■ Problem:
Nothing should differ between your output and the entries below.
BEGIN Provided material
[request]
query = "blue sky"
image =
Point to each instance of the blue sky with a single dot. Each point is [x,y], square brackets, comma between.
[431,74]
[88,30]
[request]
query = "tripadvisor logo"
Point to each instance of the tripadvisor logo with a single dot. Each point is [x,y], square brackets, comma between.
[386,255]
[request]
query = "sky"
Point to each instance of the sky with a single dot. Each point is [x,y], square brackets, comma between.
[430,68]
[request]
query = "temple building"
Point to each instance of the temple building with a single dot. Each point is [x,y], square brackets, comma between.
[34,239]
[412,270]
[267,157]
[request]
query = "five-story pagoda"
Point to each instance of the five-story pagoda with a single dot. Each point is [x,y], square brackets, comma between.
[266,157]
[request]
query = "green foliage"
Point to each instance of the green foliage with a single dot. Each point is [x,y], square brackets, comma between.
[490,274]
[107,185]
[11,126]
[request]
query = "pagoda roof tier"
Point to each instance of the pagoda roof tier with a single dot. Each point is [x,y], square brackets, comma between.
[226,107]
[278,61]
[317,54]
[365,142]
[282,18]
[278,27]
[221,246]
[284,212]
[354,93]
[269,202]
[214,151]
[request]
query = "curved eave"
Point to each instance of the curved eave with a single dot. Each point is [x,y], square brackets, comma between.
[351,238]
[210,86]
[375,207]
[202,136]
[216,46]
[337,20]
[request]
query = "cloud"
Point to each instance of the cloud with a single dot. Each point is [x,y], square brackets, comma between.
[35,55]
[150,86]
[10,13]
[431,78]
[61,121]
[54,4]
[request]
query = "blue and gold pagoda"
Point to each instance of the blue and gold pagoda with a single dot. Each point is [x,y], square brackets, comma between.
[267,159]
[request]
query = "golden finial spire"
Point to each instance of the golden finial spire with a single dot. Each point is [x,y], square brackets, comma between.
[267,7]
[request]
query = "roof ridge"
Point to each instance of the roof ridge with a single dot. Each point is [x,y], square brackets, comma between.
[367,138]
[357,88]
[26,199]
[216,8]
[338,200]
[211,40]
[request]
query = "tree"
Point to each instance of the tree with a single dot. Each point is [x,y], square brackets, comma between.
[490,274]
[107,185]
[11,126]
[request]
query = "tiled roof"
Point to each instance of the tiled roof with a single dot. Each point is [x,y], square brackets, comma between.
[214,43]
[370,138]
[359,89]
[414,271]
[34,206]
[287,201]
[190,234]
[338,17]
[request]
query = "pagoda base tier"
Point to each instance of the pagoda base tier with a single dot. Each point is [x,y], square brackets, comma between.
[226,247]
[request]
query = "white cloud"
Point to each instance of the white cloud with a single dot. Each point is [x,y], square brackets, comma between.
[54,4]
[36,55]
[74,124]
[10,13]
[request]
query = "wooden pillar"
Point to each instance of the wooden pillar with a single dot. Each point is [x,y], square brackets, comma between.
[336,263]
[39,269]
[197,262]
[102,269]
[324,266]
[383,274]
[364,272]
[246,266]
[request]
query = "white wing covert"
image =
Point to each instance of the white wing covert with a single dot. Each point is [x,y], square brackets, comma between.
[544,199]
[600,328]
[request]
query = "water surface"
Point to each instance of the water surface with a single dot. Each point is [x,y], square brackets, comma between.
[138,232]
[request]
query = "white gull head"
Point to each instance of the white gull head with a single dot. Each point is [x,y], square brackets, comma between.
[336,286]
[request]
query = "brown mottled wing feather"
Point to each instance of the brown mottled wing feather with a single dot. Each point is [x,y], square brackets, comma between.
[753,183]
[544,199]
END Provided material
■ Response:
[request]
query = "blue sky"
image =
Point to each instance of the blue sky with a single dot. Each point is [x,y], square brackets, comma between.
[431,74]
[88,30]
[request]
query = "tripadvisor logo"
Point to each instance of the tripadvisor logo with a single dot. Each point is [x,y], square brackets, comma between.
[386,255]
[request]
query = "sky"
Point to each instance of the sky with a single dot. Each point is [x,y], square brackets, comma between.
[430,68]
[request]
query = "temple building"
Point to each instance of the temple building with a single dot. Each point is [x,y], square brackets, comma between.
[34,239]
[412,270]
[267,157]
[request]
query = "five-story pagoda"
Point to each instance of the five-story pagoda with a single dot. Each point is [x,y], square brackets, comma between.
[266,157]
[request]
query = "green foliage"
Point to each instance of the green foliage with a single dot. Each point is [x,y], square brackets, comma between.
[490,274]
[107,185]
[11,126]
[request]
query = "pagoda roof tier"
Point to each instance of the pagoda roof tier with a single dot. Each point is [x,y], square brackets, comma between.
[226,107]
[278,61]
[317,54]
[365,142]
[282,18]
[278,27]
[221,246]
[284,212]
[354,93]
[269,202]
[214,151]
[request]
query = "curved eave"
Point to each instance of the curved eave with a single dot. Each point is [x,y], square brackets, comma between.
[351,238]
[210,86]
[375,207]
[202,136]
[216,46]
[337,20]
[request]
query = "cloud"
Point to each instance of the cloud with a single dot. Each point is [x,y], square brackets, comma between.
[35,55]
[150,86]
[10,13]
[431,78]
[61,121]
[54,4]
[request]
query = "blue and gold pagoda"
Point to each instance of the blue and gold pagoda with a single dot. Each point is [x,y], square brackets, comma between.
[267,159]
[request]
query = "golden finial spire"
Point to each instance of the golden finial spire with a single dot. Each point is [x,y], square brackets, comma between.
[267,7]
[request]
query = "roof ridge"
Point to each instance of the roof ridge with a single dot. Each point is [x,y], square brackets, comma between.
[367,138]
[357,88]
[26,199]
[216,8]
[338,200]
[211,40]
[request]
query = "tree"
Point to each instance of the tree with a single dot. Each point is [x,y], square brackets, comma between.
[490,274]
[107,185]
[11,126]
[request]
query = "tiled roof"
Point to each instance of the tiled roof with a single dot. Each point is [x,y], square brackets, comma between.
[214,43]
[370,138]
[359,89]
[414,271]
[34,206]
[287,201]
[190,234]
[338,17]
[request]
query = "pagoda base tier"
Point to each instance of the pagoda base tier with a single dot. Each point is [x,y], square brackets, comma between.
[226,247]
[request]
query = "white cloud"
Point to each instance of the white cloud with a single dot. Each point is [x,y], square brackets, comma between.
[54,4]
[36,55]
[74,124]
[10,13]
[request]
query = "wooden pillar"
Point to each instance of the wooden pillar with a single dot. Each point is [x,y], square brackets, comma between.
[336,263]
[39,269]
[197,262]
[102,269]
[324,266]
[383,274]
[364,272]
[246,266]
[request]
query = "white wing covert"
image =
Point to each instance of the white wing covert with a single dot. Each point is [x,y], square brackets, comma between.
[544,199]
[600,328]
[request]
query = "water surface"
Point to each instance of the water surface with a single dot. Each point is [x,y], square brackets, comma between.
[138,232]
[request]
query = "white gull head"
Point to each instance of the white gull head with a single dot. Each point is [x,y], square brackets, comma between.
[336,286]
[request]
query = "brown mottled wing feather"
Point to each instance of the brown mottled wing feather with a single dot. Each point is [x,y], square brackets, comma between.
[753,183]
[544,199]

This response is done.